**Exercise description:** Rewrite every item below with each "marker" changed to "dot", keeping everything else the same and leaving out the pictures.
== Rows ==
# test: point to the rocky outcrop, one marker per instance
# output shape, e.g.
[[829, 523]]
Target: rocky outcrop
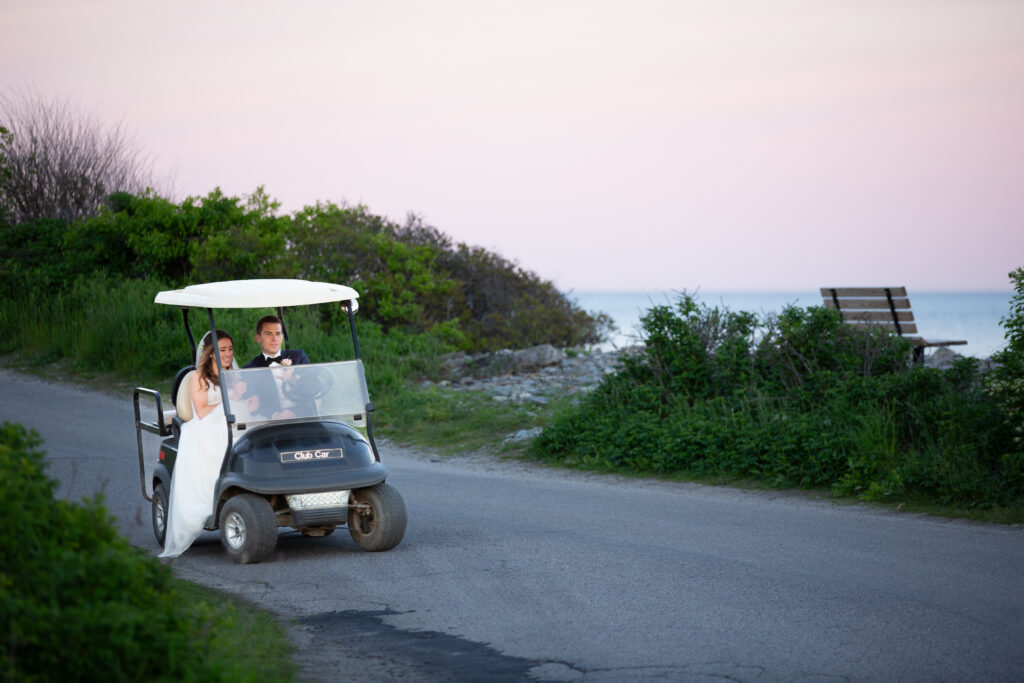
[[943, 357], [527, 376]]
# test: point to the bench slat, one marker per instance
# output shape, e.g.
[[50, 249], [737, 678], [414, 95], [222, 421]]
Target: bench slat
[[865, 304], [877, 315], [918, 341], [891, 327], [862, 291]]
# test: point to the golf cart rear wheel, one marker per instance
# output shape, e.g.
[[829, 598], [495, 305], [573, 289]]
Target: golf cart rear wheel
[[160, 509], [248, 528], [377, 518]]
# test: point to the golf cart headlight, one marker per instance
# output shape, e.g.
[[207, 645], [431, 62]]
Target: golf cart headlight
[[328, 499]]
===
**Full response:**
# test: point to the rocky outcrop, one dot per instance
# output shape, e.g.
[[829, 523]]
Target: rocky outcrop
[[943, 357], [527, 376]]
# test: point to the bench slat, one dot per instance
# output shape, e.g.
[[50, 249], [737, 678], [414, 95], [222, 421]]
Target: bench slat
[[865, 304], [877, 315], [918, 341], [891, 327], [862, 291]]
# test: point to the golf cart rear wheel, one dot per instance
# output shape, e.g.
[[829, 598], [495, 305], [573, 289]]
Target: golf cart rear wheel
[[160, 509], [248, 528], [377, 518]]
# test: point to the golf cart headlight, one dot per instance
# output shape, e.g.
[[207, 645], [431, 62]]
Target: golf cart headlight
[[328, 499]]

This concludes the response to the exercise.